++++ DATASET RECORDS

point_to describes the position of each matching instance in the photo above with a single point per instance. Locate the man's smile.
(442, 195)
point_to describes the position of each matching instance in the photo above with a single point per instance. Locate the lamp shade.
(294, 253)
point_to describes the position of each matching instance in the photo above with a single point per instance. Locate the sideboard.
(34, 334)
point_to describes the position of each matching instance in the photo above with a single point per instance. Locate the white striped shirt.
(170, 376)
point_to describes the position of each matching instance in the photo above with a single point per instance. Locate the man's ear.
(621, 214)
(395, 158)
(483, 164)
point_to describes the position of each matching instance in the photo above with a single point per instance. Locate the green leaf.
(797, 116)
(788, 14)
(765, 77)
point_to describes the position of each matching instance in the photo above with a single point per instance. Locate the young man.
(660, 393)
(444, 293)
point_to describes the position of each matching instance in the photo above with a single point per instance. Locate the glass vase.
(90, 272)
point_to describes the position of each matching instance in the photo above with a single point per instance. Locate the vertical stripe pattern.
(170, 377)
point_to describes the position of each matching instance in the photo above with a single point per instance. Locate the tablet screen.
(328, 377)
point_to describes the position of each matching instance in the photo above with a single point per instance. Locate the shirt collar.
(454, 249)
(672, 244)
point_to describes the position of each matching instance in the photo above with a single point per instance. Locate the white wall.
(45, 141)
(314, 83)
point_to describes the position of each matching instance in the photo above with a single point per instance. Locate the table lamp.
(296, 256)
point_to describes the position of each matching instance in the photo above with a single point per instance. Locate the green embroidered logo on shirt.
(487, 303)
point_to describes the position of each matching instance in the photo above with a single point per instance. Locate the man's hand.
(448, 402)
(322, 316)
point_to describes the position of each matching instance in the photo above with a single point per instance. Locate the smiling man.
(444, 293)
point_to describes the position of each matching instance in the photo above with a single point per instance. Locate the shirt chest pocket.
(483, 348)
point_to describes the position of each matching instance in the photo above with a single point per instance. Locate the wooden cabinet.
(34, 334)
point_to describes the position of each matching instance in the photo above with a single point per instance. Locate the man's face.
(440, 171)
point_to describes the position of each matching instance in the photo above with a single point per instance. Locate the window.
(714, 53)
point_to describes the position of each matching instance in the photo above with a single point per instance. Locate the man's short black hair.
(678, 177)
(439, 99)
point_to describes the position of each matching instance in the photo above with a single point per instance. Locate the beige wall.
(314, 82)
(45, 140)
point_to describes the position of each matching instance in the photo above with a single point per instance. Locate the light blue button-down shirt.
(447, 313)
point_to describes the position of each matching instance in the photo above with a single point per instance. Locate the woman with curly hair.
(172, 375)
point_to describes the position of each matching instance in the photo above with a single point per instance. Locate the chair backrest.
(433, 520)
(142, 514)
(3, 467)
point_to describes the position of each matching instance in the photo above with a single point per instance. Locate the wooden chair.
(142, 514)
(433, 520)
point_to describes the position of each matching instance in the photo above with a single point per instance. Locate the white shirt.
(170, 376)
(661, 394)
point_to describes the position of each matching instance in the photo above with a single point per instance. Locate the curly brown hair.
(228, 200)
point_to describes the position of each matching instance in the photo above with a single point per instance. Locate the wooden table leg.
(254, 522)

++++++++

**TASK TO COMPLETE**: Copy the entries word for word.

**ANSWER BOX**:
point_to describes the position of each matching instance in the photo above with a single point per instance. Locate the man's smile.
(442, 195)
point_to describes the position of each matching instance in the photo above with a single point per instance. Locate the lamp shade.
(294, 253)
point_to describes the position of each matching instance in the photo above with a single point per instance. Locate the sideboard.
(34, 334)
point_to describes the position of each matching instance in the photo above with a single point per instance. Locate the white striped shirt.
(170, 376)
point_to describes the position of each matching instance in the photo above with a single point per instance. Locate the man's ear.
(621, 214)
(395, 158)
(483, 164)
point_to describes the position of each matching instance in the photo above with a single point per instance. Locate the green leaf.
(797, 116)
(788, 14)
(765, 77)
point_to describes the position of each matching instance in the photo above with a single point per instance. Locate the young man.
(660, 393)
(444, 293)
point_to describes the position of each matching instance in the photo above with a single point per instance. Locate the glass vase.
(90, 272)
point_to describes the position of each matching instance in the photo above with a single point per instance. Locate the vertical stripe pattern.
(170, 377)
point_to describes the position of each matching instance in the photo above with a single point per instance. Locate the tablet screen.
(328, 377)
point_to describes the position of each matching instance in the photo above with a single point per instance. Locate the shirt collar.
(454, 249)
(672, 244)
point_to describes the position of each matching instance in the photo above with a single point per instance. Locate the white wall.
(45, 141)
(314, 83)
point_to describes the position of each matching instance in the photo above with a single point per instance. Locate the table lamp.
(296, 256)
point_to describes the position of each matching instance in the photo above with a single point per instance. Locate the green embroidered logo on shirt.
(487, 303)
point_to describes the position of each matching instance in the photo above with a single point per instance. Locate the man's hand.
(448, 402)
(322, 316)
point_to describes the position of each matching instance in the photo above with a single point per instance. Locate the smiling man.
(444, 293)
point_to describes the position of each matching instance in the photo above with a single point per instance. Locate the shirt chest pocket.
(483, 348)
point_to describes the position of each matching instance in the photo above with a single point per instance. Locate the wooden cabinet.
(34, 334)
point_to describes the position of each matching instance in the photo above with a single point per instance. Locate the man's face.
(440, 171)
point_to describes the position of each matching instance in the photo above with a single point per instance. Locate the window.
(714, 53)
point_to describes the position of each matching instance in the photo above with a single point per instance. Locate the man's short black hair.
(678, 177)
(439, 99)
point_to describes the position of each matching instance in the photo above with a single point per instance. Locate the beige wall.
(314, 82)
(45, 140)
point_to describes the position of each matching instance in the photo above with a single point per instance. Locate the light blue button-down shirt.
(447, 313)
point_to describes the position of each matching instance in the photo above with a single point per instance. Locate the woman with curly hair.
(172, 375)
point_to describes the position of each matching instance in the photo above with a single point per instance. Locate the chair backrest.
(433, 520)
(142, 514)
(3, 467)
point_to describes the position of each matching instance in the photo above with a single point per instance. Locate the wooden chair.
(142, 514)
(433, 520)
point_to describes the position of each matching instance in the photo above with a single point per instance. Locate the white shirt.
(170, 376)
(661, 394)
point_to describes the position of each matching instance in the photo above with a single point per instance. Locate the curly brown hair.
(228, 200)
point_to describes the position of each matching instance in the photo above with a single point per instance. Locate the wooden table leg.
(254, 522)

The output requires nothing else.